Job 1
Answer these questions using the legal passage on special findings and general verdicts.
(a) According to the Carlgren v. Saindon holding, what should happen to the general verdict when consistent answers to special questions conflict with it?
(b) Under Behler v. Wichita Transportation Co., who is entitled to a judgment when the jury's special findings acquit the defendant of the negligence charged?
(c) Which case is cited at 105 Kan. 54?

Source document

──────

In the case of Carlgren v. Saindon, 129 Kan. 475, 283 Pac. 620, it was held:

“When answers to special questions are consistent with each other, but in conflict with the general verdict, the answers to special questions should stand and the general verdict be set aside.” (Syl. ¶ 2.)

It was held in the case of Behler v. Wichita Transportation Co., 136 Kan. 591, 16 P. 2d 503, that—

“Where the special findings of the jury acquit the defendant of the negligence charged in the petition, a general verdict for the plaintiff cannot be reconciled with such findings and the defendant is entitled to a judgment.” (Syl. See, also, Tacha v. Railway Co., 97 Kan. 571, 155 Pac. 922; Hurt v. Stout, 105 Kan. 54, 181 Pac. 623; and Musgrave v. Equitable Life Assurance Society, 124 Kan. 804, 262 Pac. 571.)

──────

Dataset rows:
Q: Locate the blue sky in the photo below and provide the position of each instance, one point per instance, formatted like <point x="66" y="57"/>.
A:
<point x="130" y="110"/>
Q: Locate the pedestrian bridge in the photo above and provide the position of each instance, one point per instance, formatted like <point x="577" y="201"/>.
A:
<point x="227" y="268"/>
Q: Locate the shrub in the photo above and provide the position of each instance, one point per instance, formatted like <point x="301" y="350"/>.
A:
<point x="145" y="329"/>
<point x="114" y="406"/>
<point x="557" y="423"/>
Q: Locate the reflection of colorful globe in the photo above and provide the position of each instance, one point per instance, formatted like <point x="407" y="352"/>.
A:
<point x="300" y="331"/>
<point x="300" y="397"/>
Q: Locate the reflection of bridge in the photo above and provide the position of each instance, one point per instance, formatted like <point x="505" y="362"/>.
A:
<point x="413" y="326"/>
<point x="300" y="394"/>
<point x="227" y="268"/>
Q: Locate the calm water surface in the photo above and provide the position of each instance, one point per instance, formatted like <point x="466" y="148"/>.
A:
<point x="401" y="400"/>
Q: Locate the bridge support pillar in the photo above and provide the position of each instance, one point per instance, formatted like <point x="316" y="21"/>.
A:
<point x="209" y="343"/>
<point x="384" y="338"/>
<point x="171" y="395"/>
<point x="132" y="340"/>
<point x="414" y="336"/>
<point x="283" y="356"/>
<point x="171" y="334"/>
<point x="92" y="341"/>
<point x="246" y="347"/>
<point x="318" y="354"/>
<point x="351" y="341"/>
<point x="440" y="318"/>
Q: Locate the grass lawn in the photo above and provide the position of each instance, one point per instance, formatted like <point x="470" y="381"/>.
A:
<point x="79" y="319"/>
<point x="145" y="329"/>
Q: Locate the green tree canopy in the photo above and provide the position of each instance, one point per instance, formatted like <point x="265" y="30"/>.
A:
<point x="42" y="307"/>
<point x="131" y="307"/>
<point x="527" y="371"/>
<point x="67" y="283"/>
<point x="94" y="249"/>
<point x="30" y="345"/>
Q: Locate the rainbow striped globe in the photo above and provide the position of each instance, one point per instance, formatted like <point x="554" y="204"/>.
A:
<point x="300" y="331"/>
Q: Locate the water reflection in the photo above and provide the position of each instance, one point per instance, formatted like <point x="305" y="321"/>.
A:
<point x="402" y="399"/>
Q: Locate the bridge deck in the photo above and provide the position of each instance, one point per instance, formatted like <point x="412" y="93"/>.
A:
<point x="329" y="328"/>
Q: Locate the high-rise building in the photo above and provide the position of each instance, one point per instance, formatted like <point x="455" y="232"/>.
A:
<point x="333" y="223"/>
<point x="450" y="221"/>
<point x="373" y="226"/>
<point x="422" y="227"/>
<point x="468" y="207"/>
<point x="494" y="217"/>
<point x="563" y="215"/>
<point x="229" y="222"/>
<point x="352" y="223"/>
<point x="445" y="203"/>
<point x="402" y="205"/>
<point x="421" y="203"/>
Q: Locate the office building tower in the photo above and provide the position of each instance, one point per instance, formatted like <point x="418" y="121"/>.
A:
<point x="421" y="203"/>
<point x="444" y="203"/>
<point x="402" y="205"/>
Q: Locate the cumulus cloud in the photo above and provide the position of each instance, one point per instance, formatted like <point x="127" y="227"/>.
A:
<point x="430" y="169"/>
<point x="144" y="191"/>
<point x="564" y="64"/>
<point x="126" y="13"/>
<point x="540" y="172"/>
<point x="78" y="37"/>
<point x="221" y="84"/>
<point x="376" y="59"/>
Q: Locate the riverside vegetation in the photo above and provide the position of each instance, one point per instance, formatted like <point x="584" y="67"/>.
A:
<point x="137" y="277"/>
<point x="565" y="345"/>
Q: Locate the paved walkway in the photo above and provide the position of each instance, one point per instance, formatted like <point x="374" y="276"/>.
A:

──────

Job 2
Count the lines of the records that contain the word "water", and give only the number.

Written reply 1
(a) The general verdict should be set aside, and the answers to the special questions should stand.
(b) The defendant.
(c) Hurt v. Stout.

Written reply 2
2